**Passage shown**.

I came with a bunch of very bad casting habits and a trout fisherman's casting style that was completely unsuited for hitting moving targets at 60 feet.

Shane worked with me to at least get the tailing loop under control (well, at least 1 of 10 casts were passable)

Despite some challenging weather that had us close to cover:










Shane helped me land a couple of these which we pulled from out of some mangroves:










This photo was taken from the parking lot of the Worldwide Angler (or whatever the saltwater Bass Pro on Islamorada is called)










And this was taken at sunrise just south of Marathon (oops, picture didn't load. See below)

The Keys are a pretty special place. Catching a Florida Keys flats fish on a fly checked off the bucket list.  I also hooked some baby tarpon Gotta learns strip hook set!), caught a bunch of sea trout and ladyfish, had a couple great dinners (the Square Grouper at mile marker 22 and the Half Shell Oyster Bar in Key West were great though Key West is a bit crazy for a Midwestern fly fisherman) and got to escape the snow for 5 days.

The last day was spent driving from the lower Keys to Fort Myers. The wildlife along US 41 is incredible and the Big Cypress visitors center has 12 foot gators, river otters, giant gar, all sorts of birds and peacock bass and oscars all immediately below their observation deck. Plus I saw a manatee and its calf just outside of Everglades City.

Anyway, it turns out I am a pretty poor saltwater caster and pretty dumb about flats fishing (as Shane was giving me casting instructions in our first 5 minutes a 20 pound permit cruised to within 20 feet of the boat. I thought it was a manatee, it looked so big so close up. I placed a cast 10 feet behind it and it was gone.) The picture with me staring into the storm clouds is me staring at some big, 85 pound plus tarpon that were porpoising. I got so excited I caught my foot in my 8 weight and snapped the tip off my Z Axis.

[Records]
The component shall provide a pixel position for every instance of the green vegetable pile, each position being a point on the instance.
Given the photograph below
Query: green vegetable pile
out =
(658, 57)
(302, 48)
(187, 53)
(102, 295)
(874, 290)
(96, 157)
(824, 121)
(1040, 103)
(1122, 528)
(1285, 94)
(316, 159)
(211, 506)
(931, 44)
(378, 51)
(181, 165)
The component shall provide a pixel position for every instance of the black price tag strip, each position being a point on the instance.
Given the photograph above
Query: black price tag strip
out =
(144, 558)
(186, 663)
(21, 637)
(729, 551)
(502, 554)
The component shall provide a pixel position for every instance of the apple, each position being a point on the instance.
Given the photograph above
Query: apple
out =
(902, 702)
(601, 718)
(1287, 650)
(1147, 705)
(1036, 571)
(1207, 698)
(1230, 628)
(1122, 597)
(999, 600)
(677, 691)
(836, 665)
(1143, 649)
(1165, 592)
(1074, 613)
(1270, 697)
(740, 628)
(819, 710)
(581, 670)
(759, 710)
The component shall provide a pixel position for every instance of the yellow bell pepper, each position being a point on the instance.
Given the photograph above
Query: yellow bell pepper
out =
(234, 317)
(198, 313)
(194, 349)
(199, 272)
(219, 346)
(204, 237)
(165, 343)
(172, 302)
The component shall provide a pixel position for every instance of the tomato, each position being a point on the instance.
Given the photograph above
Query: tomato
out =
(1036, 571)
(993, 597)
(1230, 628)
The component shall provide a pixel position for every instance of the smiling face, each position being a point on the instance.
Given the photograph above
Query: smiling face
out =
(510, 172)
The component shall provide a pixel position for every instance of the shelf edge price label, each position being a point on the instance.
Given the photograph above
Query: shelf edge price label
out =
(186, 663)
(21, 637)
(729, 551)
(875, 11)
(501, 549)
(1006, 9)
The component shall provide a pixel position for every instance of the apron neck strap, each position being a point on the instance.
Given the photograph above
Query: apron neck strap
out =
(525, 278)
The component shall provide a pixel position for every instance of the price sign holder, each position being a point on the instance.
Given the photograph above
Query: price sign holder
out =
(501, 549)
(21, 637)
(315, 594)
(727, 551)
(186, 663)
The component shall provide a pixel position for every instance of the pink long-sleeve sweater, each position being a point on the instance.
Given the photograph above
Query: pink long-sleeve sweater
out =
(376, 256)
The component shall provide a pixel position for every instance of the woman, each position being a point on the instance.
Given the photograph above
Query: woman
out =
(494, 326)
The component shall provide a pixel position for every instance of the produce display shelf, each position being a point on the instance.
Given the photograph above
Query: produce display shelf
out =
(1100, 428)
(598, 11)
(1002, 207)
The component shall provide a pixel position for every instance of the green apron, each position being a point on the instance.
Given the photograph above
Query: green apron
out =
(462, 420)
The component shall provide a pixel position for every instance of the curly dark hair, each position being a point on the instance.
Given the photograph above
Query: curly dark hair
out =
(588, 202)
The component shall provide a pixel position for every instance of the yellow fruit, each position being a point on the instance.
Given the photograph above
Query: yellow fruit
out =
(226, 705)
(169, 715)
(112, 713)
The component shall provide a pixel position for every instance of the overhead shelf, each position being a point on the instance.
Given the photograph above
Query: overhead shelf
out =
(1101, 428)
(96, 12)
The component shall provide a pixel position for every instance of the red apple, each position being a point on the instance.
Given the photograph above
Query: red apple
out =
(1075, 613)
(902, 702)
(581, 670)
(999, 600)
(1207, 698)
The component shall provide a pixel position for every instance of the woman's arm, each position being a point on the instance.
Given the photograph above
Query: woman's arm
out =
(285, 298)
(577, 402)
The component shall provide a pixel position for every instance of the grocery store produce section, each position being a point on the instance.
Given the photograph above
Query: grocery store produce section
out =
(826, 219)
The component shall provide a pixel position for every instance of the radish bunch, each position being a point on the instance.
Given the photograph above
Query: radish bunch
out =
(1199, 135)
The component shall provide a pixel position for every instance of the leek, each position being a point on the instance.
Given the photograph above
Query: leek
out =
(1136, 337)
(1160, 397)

**Things to do**.
A) In the fishing trip report, how heavy was the permit that cruised within 20 feet of the boat?
B) In the fishing trip report, rewrite the part that opens with the words containing "This photo was" and closes with "load. See below)", changing "parking lot" to "dock".
C) Write the next part of the fishing trip report, picking up after its final sentence.

**Results by task**.
A) About 20 pounds.

B)
This photo was taken from the dock of the Worldwide Angler (or whatever the saltwater Bass Pro on Islamorada is called)










And this was taken at sunrise just south of Marathon (oops, picture didn't load. See below)

C)
Anyway, I can't say enough great things about the two days I fished with Shane. He was top notch and if even I was able to catch a redfish on the fly, anyone can under Shane's guidance.

I have a much greater respect for those big redfish Boozer has posted in here. Getting a 9 weight line 60 feet out with a 15 knot headwind (commonplace on the salt) is difficult!

Here is guide Shane Smith's Facebook page. He is top notch and worked tirelessly in difficult conditions and with an untalented rookie to help me catch fish.

http://www.facebook.com/paul.shibley.1#!/capt.shanesmith


----------



## OH-YEAH!!! (Jun 18, 2009)

Oops, here is the sunrise picture


----------



## REG (Oct 25, 2002)

Always enjoy your pics and travel dialogues. Thanks!


----------



## 2PawsRiver (Aug 4, 2002)

Sounds like a great time.....I have always wanted to get down there and flyfish for peacock bass in some of the smaller rivers and water.


----------



## Steve (Jan 15, 2000)

It's definitely a cool place. Just wouldn't want to be there in a hurricane.


----------



## Shoeman (Aug 26, 2000)

Thanks Paul!

I sure love the Keys...










Went there at Xmas and suffered from a prior cold snap which shut down the back country. Couldn't convince the crew to run for the Park

Good for you!


----------



## mcfish (Jan 24, 2010)

Niiiiiiice


Posted using Outdoor Hub Campfire


----------



## Boozer (Sep 5, 2010)

Nice report!!!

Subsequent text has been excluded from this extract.